• What you have to do
Exclude the pictures and reproduce the remaining data exactly as written.

• Stored data
* START *
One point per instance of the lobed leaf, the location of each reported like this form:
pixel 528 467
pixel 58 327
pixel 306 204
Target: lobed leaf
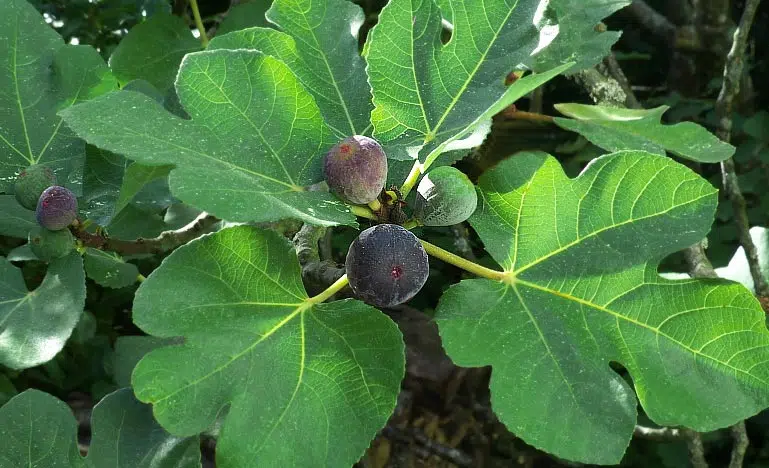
pixel 40 430
pixel 38 76
pixel 579 39
pixel 426 93
pixel 15 220
pixel 617 129
pixel 35 325
pixel 153 51
pixel 108 269
pixel 581 290
pixel 255 141
pixel 288 368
* END *
• Response
One point per instance of the lobed leaf, the location of each reported like this form:
pixel 528 467
pixel 58 327
pixel 306 204
Target: lobed leaf
pixel 40 430
pixel 38 76
pixel 579 39
pixel 426 93
pixel 15 220
pixel 617 129
pixel 35 325
pixel 153 51
pixel 108 269
pixel 581 290
pixel 255 141
pixel 288 368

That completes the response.